*** Opening of PROVIDED MATERIAL ***
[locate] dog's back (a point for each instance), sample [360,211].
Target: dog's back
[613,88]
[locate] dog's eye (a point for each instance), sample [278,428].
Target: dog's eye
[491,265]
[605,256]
*** Close of PROVIDED MATERIAL ***
## [WORK TASK]
Write out every line of the data exactly, leaving nothing out.

## [ANSWER BOX]
[locate] dog's back (a point for each instance), sample [360,211].
Target: dog's back
[613,88]
[locate] dog's eye (a point for each instance), sample [278,428].
Target: dog's eye
[491,265]
[605,256]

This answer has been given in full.